══ Listed entries ══
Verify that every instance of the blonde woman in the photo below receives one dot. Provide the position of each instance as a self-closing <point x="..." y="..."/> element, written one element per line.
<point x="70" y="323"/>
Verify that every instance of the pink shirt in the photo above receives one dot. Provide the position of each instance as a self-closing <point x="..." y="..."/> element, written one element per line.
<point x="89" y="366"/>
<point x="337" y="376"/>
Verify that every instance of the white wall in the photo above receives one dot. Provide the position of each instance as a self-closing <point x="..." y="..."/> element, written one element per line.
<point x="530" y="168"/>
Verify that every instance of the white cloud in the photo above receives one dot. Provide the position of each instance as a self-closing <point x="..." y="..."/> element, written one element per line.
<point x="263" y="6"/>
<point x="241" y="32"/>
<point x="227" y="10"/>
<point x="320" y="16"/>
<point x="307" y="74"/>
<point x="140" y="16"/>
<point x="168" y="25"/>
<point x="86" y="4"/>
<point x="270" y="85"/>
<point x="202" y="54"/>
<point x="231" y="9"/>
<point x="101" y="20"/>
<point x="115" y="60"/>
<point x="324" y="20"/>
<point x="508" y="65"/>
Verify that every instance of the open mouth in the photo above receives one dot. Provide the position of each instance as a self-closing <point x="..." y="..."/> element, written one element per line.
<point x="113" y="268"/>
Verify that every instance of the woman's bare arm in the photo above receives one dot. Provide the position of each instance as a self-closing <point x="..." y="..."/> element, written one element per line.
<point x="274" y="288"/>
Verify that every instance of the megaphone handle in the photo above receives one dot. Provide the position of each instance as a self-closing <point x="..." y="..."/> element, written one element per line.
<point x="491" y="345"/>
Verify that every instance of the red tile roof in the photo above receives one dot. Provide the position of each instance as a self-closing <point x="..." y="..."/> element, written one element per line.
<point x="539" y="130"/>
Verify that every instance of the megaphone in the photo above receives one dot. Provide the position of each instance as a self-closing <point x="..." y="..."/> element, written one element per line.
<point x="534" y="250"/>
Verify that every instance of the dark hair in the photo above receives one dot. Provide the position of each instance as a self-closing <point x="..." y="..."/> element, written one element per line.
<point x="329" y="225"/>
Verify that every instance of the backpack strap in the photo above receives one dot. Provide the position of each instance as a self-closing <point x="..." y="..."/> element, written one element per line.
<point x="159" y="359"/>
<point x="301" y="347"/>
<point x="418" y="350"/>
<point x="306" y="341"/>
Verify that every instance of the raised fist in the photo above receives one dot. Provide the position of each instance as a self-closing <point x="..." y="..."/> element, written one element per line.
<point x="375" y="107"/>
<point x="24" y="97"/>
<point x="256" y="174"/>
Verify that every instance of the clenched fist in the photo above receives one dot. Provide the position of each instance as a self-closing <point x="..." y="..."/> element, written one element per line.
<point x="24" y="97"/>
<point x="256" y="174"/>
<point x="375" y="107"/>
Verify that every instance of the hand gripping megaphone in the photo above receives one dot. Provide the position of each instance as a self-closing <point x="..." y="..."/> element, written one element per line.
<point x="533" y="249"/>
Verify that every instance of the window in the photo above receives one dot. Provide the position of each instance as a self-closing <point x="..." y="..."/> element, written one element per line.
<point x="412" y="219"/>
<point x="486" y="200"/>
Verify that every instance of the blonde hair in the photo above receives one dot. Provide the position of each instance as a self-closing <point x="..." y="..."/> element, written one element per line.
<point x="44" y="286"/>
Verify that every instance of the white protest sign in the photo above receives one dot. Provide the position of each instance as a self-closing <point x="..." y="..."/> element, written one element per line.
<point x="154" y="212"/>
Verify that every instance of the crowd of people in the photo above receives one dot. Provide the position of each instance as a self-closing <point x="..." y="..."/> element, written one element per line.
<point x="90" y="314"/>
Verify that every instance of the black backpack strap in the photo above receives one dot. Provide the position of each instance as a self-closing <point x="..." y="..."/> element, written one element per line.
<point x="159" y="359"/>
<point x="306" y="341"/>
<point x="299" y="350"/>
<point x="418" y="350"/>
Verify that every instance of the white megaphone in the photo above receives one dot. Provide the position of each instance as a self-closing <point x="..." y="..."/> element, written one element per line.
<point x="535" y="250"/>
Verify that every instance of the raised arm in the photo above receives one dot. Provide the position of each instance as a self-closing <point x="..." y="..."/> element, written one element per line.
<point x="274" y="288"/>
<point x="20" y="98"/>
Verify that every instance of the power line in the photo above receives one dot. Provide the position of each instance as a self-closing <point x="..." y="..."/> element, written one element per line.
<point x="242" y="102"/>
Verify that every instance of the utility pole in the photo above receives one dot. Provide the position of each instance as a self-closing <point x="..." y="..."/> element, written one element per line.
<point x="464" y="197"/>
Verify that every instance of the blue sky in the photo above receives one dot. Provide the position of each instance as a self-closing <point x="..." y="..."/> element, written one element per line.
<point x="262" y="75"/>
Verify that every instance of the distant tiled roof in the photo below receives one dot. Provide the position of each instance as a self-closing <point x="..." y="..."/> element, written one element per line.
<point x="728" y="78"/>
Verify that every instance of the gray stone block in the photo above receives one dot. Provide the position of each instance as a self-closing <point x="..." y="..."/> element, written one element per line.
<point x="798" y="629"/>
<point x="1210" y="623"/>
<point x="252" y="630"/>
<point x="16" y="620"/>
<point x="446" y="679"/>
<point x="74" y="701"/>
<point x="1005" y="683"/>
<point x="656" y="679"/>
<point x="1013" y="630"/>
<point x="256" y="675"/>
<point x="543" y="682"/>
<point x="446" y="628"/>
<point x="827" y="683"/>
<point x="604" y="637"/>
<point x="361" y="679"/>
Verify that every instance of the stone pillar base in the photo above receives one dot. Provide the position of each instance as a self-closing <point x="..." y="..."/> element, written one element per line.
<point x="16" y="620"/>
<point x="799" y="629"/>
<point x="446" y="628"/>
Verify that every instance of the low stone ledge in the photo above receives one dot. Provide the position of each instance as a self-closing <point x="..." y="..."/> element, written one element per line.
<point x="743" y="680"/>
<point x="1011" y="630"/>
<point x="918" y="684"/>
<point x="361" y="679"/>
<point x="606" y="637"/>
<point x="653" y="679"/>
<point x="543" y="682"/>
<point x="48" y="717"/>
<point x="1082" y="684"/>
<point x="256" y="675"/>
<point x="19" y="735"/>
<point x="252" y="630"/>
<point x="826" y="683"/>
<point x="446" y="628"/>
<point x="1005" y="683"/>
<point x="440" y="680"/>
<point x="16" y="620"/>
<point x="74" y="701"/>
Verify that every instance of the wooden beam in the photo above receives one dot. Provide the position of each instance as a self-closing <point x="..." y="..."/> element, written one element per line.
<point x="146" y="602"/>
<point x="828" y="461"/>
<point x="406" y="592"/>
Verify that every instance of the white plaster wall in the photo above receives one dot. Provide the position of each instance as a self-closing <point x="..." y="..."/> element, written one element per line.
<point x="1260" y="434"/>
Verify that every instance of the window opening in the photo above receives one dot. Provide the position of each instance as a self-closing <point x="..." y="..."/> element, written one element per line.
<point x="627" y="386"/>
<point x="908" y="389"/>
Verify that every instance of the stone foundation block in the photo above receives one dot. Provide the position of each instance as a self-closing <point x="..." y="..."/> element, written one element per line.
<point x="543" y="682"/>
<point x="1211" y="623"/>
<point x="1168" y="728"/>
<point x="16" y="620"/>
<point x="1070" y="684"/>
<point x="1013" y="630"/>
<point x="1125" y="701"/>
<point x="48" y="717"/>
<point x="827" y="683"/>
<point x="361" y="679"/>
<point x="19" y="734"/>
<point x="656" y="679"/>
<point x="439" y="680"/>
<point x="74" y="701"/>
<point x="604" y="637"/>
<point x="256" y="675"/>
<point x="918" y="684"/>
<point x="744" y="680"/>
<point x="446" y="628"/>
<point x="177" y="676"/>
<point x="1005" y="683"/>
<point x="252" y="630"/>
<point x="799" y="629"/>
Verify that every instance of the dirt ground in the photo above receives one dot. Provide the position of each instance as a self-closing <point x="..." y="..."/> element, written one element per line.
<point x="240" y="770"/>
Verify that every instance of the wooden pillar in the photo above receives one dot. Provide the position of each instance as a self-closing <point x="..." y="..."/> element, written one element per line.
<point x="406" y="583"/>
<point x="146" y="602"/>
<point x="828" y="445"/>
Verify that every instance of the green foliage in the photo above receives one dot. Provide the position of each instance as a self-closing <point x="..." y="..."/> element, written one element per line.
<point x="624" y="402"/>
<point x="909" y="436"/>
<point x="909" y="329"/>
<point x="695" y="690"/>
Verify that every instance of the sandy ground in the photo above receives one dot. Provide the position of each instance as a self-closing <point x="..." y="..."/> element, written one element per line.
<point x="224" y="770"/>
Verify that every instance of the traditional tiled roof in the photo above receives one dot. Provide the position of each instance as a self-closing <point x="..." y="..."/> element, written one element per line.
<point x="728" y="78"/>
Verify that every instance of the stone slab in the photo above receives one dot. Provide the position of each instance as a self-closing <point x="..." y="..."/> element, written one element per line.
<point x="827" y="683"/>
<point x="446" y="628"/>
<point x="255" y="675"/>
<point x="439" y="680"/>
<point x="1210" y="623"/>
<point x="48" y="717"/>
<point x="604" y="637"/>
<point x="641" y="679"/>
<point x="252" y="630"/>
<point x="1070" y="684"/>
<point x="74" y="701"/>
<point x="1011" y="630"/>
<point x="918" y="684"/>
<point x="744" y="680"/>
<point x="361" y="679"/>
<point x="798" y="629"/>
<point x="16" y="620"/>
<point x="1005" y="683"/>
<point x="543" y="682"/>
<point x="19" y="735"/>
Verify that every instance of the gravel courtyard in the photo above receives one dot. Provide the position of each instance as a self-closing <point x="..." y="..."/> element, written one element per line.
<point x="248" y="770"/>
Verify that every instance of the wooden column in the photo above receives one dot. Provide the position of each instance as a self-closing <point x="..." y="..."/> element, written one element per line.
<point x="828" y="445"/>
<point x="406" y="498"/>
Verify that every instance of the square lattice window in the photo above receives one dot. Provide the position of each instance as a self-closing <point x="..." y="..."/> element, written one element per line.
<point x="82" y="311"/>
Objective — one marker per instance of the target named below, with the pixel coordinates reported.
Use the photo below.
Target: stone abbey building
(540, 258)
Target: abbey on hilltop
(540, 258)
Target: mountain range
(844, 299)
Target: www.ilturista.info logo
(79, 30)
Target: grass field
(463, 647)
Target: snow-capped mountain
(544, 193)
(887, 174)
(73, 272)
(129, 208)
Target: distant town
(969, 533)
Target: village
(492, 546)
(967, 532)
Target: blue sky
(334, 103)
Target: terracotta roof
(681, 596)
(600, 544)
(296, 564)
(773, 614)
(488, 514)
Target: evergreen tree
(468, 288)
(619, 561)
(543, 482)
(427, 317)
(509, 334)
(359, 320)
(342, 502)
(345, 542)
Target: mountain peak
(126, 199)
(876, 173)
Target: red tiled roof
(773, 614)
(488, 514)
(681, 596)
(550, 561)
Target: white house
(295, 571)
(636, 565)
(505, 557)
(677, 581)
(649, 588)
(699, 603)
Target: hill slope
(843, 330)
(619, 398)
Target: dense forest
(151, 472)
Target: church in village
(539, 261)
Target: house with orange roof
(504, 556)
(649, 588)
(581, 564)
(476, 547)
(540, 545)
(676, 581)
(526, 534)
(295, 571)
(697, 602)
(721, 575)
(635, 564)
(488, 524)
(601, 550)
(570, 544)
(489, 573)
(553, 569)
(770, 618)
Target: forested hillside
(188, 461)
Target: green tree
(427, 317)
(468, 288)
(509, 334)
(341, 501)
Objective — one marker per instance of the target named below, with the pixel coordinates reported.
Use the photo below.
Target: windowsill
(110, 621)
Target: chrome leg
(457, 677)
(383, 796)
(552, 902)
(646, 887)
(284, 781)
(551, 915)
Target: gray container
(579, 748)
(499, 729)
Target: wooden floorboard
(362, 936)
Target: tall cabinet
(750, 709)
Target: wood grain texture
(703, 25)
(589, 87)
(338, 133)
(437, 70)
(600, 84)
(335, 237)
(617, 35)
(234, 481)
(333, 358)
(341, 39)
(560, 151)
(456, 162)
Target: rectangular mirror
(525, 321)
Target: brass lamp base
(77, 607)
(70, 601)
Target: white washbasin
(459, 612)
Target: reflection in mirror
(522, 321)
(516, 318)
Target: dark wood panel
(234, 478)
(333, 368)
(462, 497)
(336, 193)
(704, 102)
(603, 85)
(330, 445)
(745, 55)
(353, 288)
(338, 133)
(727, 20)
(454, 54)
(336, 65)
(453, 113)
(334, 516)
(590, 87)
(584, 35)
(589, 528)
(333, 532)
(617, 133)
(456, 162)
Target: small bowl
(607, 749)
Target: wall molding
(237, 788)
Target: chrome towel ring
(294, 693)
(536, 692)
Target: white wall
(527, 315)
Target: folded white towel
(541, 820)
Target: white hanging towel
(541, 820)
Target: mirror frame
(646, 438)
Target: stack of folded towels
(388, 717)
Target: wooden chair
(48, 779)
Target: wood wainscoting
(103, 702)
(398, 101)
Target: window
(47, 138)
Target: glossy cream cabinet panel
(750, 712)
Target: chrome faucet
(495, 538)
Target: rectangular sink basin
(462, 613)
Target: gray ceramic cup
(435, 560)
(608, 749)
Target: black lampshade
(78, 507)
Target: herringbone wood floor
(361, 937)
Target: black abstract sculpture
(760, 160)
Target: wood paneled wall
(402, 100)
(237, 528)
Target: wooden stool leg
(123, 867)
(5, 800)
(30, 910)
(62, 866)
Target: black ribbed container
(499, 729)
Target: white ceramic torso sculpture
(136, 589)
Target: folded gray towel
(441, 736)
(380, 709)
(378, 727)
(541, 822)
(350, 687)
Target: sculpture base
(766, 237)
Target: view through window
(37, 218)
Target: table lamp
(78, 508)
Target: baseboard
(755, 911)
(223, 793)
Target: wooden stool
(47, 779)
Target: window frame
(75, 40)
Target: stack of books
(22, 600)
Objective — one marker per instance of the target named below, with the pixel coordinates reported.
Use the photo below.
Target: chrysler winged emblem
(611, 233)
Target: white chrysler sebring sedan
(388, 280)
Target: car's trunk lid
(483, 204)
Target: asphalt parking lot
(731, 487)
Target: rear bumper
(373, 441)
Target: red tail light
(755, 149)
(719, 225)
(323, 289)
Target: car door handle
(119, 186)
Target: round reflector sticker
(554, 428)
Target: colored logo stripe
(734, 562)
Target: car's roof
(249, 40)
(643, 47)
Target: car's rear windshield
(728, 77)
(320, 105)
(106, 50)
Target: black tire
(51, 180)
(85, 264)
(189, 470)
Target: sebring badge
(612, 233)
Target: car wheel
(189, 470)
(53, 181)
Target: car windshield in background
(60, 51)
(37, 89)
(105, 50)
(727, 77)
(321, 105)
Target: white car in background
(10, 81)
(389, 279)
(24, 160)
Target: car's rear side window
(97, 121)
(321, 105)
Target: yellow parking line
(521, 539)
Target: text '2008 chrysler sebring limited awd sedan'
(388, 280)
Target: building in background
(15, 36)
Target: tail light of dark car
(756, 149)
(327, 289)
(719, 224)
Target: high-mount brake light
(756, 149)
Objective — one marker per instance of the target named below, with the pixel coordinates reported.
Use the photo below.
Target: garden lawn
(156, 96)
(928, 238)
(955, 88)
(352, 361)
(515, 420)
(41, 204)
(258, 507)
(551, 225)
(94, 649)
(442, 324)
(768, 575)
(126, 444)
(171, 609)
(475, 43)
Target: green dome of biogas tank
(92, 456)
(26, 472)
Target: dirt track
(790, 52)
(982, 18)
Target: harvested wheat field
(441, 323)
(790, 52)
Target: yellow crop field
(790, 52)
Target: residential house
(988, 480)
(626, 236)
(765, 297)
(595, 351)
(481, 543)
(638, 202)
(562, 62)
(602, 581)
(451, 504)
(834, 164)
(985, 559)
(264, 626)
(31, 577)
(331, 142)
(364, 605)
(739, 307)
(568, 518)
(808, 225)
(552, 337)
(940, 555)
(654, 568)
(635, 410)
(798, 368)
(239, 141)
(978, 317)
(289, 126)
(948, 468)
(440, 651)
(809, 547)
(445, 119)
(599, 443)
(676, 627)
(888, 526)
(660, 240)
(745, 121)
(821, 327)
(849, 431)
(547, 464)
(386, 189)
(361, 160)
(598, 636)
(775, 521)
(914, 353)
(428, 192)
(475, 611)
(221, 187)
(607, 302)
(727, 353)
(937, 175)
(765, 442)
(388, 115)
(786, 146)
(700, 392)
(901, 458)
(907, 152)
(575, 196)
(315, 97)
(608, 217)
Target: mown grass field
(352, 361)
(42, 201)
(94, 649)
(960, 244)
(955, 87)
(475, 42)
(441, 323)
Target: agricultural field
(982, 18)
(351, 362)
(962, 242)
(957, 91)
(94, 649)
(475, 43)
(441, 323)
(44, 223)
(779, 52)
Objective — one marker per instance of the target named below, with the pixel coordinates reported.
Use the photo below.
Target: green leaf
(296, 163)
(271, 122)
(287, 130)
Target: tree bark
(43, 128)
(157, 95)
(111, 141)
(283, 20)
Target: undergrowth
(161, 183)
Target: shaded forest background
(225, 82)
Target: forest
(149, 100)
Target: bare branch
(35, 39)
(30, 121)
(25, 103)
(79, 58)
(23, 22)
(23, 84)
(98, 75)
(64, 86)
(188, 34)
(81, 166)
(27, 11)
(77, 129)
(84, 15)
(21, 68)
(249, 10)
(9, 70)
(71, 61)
═══
**Problem to work on:** All lines from the one with "Target: green leaf" to the end of the entries above are to be written out exactly, the first and last included.

**Output of the exercise:**
Target: green leaf
(296, 163)
(271, 122)
(287, 130)
Target: tree bark
(43, 128)
(157, 95)
(111, 141)
(283, 20)
Target: undergrowth
(161, 183)
Target: shaded forest background
(225, 82)
Target: forest
(149, 100)
Target: bare branch
(35, 39)
(30, 121)
(25, 103)
(79, 58)
(23, 22)
(23, 84)
(98, 75)
(64, 86)
(188, 34)
(81, 166)
(27, 11)
(77, 129)
(84, 15)
(21, 68)
(249, 10)
(9, 70)
(71, 61)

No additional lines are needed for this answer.